EXERCISE DIRECTIONS » Reproduce the entries below, starting at the line containing "What to find: hillside slope" and ending at the line containing "[0,116,58,157]", with "loader tire" swapped for "loader wheel" and everything else unchanged.

---------- RECORDS PROVIDED ----------

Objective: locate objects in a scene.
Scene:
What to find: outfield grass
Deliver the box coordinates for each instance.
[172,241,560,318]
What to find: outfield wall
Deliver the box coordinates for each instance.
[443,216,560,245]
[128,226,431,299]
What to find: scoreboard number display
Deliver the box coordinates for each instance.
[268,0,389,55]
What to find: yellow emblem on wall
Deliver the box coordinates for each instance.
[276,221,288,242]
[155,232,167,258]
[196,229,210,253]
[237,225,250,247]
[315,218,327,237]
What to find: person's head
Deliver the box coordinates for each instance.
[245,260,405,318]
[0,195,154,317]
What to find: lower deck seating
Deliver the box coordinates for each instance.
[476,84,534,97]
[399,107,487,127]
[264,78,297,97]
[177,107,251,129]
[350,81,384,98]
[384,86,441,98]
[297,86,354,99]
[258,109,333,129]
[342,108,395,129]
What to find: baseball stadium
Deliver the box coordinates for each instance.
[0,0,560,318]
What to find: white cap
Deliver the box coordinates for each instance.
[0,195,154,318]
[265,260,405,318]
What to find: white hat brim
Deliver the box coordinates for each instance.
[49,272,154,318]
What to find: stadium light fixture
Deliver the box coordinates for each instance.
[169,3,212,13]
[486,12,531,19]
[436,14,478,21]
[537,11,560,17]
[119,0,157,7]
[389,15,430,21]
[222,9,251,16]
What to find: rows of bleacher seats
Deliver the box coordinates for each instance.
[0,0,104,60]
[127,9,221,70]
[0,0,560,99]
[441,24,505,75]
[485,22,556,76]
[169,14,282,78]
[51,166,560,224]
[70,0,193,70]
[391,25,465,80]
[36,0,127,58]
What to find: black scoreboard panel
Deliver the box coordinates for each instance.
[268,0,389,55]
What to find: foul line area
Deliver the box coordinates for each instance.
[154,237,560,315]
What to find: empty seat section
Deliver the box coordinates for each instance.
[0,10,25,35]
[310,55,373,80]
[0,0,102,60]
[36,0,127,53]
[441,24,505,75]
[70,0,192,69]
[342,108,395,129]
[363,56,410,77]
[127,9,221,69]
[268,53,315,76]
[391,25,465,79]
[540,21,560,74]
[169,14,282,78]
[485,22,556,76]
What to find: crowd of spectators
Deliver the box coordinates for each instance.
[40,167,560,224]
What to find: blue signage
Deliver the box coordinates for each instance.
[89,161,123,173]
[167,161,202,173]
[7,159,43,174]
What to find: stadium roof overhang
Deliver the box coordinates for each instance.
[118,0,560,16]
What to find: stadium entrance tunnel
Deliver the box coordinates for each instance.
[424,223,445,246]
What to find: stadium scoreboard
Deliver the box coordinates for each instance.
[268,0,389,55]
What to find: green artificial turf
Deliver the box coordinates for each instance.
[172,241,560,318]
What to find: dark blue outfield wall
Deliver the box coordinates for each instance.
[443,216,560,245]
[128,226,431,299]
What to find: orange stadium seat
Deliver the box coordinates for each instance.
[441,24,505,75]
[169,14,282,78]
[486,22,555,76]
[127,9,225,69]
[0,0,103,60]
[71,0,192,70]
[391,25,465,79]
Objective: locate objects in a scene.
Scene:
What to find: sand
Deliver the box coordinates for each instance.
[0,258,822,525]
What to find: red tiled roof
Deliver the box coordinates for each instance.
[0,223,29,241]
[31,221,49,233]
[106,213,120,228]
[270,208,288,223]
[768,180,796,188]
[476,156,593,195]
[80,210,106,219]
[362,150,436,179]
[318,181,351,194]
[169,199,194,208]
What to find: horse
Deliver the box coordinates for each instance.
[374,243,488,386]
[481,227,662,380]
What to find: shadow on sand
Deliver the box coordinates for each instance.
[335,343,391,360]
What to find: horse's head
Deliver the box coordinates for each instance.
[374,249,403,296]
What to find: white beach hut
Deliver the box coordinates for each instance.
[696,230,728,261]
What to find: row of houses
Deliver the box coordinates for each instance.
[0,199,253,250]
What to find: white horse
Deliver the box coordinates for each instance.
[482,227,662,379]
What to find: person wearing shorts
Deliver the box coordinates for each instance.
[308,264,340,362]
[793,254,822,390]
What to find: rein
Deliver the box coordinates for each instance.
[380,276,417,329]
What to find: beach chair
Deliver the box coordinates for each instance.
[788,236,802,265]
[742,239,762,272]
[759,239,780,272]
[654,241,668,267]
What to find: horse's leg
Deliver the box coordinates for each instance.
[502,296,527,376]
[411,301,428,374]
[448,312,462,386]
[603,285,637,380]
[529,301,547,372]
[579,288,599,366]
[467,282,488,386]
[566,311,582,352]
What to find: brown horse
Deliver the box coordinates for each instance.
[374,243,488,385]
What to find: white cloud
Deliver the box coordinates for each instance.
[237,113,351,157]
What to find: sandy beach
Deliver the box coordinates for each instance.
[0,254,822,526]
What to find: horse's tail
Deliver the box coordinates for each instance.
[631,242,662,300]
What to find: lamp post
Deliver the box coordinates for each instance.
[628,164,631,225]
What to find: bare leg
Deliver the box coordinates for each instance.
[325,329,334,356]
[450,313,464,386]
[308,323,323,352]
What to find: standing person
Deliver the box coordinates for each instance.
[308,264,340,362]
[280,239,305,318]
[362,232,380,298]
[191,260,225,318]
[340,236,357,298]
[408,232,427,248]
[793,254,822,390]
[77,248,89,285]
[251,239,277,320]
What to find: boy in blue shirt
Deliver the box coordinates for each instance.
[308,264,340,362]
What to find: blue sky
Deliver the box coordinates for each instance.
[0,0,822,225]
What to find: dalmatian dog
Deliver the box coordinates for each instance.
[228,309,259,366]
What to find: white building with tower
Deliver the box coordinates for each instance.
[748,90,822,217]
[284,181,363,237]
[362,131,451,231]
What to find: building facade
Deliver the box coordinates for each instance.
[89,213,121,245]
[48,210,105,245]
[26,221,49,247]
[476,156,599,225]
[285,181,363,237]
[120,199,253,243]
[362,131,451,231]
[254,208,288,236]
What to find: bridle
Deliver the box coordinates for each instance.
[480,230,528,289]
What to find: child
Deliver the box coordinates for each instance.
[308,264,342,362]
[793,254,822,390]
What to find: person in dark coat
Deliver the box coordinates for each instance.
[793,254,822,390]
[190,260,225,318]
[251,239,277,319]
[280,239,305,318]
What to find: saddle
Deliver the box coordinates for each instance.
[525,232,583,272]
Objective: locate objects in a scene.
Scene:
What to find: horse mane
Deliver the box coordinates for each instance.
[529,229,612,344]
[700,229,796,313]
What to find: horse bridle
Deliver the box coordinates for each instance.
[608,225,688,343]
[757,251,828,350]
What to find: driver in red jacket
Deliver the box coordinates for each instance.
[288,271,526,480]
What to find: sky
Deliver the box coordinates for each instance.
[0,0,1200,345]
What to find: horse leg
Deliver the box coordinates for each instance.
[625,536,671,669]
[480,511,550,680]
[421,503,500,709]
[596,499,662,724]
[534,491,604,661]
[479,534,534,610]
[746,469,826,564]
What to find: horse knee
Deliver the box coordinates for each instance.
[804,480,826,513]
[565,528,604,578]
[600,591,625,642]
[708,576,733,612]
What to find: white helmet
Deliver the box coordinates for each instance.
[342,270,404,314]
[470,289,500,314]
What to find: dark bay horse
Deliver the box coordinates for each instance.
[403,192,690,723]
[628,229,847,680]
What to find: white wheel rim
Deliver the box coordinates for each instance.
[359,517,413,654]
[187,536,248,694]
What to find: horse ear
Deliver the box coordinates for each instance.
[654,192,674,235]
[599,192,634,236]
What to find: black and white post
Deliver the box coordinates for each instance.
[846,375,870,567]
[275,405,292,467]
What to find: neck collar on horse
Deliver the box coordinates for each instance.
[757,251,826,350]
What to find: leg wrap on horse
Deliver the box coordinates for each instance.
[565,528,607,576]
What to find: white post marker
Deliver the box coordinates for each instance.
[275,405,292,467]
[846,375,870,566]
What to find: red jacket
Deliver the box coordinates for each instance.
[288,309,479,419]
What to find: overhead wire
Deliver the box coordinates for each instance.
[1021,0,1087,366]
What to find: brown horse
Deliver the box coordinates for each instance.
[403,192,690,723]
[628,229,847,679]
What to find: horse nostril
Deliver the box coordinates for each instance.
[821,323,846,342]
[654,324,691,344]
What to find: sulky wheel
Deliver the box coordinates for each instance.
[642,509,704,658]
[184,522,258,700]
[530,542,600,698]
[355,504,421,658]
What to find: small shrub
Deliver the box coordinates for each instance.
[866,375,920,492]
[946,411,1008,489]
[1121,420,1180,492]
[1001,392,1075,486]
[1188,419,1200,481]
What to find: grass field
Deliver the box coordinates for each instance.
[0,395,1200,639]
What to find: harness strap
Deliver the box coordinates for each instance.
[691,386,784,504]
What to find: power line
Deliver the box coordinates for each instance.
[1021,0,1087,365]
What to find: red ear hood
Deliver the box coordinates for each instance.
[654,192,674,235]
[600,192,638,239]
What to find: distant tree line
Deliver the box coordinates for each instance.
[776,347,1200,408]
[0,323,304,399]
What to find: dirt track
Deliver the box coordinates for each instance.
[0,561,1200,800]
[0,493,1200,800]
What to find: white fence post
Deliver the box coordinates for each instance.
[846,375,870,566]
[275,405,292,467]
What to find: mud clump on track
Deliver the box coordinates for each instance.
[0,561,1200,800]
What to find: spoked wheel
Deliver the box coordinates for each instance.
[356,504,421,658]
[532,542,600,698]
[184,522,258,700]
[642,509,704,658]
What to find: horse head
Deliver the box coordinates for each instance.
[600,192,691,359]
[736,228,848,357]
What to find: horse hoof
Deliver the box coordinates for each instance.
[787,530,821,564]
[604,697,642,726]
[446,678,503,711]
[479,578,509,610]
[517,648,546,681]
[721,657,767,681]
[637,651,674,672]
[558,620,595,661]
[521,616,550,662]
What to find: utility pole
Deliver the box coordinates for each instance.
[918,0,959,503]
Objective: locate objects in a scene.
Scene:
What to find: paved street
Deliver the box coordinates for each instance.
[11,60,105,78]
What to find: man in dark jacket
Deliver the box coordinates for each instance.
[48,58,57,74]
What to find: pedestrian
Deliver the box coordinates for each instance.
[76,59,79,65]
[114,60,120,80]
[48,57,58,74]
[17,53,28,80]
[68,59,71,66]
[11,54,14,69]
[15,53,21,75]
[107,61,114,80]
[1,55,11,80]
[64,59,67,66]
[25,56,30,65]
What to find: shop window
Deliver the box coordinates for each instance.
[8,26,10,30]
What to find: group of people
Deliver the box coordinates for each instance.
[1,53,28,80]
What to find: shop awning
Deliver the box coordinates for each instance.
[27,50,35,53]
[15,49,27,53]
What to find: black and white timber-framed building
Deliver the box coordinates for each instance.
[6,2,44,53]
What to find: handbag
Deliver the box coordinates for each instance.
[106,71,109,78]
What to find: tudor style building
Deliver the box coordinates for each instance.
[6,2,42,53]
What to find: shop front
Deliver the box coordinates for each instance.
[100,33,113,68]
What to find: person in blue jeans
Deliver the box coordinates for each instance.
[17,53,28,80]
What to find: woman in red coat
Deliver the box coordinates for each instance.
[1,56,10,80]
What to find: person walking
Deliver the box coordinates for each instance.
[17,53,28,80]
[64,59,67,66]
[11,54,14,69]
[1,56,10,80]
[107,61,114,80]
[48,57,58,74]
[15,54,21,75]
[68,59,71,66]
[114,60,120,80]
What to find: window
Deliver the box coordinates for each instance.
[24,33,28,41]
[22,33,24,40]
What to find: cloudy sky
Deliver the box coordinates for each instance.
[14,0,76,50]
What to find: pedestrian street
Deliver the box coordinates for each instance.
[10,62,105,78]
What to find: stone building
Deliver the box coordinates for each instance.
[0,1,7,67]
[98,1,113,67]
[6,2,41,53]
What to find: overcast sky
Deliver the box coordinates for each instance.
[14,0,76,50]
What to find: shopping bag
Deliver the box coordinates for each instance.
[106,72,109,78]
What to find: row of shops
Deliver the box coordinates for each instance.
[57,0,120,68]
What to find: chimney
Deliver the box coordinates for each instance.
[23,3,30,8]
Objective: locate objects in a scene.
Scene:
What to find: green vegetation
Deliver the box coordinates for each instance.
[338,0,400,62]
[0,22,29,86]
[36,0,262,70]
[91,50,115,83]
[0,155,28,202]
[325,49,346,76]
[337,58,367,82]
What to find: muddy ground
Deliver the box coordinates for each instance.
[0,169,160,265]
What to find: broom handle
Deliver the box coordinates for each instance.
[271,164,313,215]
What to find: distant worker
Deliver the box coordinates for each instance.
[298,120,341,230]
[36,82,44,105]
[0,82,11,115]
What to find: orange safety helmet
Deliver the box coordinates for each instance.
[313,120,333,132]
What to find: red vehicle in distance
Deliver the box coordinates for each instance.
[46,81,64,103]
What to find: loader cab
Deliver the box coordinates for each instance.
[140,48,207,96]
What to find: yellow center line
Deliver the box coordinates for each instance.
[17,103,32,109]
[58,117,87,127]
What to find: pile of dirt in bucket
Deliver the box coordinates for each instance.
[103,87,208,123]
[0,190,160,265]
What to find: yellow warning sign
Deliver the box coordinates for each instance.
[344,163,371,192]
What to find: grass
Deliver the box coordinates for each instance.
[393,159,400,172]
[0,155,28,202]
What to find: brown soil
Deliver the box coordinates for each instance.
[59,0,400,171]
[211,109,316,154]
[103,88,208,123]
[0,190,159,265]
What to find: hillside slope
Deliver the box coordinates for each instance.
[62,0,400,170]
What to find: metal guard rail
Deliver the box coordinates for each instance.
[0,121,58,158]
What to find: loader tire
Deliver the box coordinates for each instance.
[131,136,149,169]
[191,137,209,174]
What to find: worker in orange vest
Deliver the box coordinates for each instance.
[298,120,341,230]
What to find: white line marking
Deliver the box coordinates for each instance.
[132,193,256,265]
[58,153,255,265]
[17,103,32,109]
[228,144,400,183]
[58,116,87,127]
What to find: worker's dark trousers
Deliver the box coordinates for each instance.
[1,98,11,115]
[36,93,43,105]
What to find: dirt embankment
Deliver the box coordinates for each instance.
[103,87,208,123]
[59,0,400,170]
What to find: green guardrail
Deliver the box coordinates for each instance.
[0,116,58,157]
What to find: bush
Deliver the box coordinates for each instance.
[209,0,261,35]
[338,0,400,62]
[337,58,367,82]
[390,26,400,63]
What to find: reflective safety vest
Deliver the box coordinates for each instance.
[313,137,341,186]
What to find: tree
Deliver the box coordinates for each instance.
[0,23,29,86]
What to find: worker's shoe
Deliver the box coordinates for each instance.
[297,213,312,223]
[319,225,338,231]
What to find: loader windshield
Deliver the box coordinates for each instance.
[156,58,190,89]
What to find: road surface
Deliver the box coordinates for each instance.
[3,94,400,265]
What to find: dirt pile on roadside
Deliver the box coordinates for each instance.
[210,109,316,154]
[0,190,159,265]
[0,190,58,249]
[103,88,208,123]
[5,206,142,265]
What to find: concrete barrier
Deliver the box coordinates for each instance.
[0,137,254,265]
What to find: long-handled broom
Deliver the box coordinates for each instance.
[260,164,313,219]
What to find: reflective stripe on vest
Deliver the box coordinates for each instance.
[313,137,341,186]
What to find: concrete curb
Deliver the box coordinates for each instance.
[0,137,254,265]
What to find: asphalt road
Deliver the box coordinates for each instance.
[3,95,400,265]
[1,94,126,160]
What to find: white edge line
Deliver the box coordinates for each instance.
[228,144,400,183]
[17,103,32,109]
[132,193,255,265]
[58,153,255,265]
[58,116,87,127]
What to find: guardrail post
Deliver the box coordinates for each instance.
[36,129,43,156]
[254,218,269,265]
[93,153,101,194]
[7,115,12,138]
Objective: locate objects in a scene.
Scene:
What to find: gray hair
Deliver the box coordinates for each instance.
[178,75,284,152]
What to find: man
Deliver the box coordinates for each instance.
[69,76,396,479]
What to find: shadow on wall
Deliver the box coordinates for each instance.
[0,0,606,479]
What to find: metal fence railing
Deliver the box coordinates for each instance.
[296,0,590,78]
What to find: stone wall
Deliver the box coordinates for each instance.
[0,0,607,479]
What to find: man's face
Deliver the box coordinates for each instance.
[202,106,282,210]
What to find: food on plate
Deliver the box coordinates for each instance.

----------

ANSWER TO THE PROBLEM »
What to find: hillside slope
Deliver the box coordinates for each instance.
[62,0,400,170]
What to find: metal guard rail
Deliver the box coordinates for each instance.
[0,121,58,158]
What to find: loader wheel
Deliver the box coordinates for each instance.
[131,136,149,169]
[191,137,209,174]
What to find: worker in orange vest
Deliver the box coordinates for each instance.
[298,120,341,230]
What to find: white line marking
Deliver the box coordinates for each instance.
[132,193,256,265]
[58,153,255,265]
[17,103,32,109]
[228,144,400,183]
[58,116,87,127]
What to find: worker's dark trousers
Deliver the box coordinates for each instance.
[1,98,11,115]
[36,93,43,105]
What to find: dirt embankment
Deliver the box coordinates for each instance.
[103,87,208,123]
[59,0,400,170]
What to find: green guardrail
Deliver the box coordinates for each instance.
[0,116,58,157]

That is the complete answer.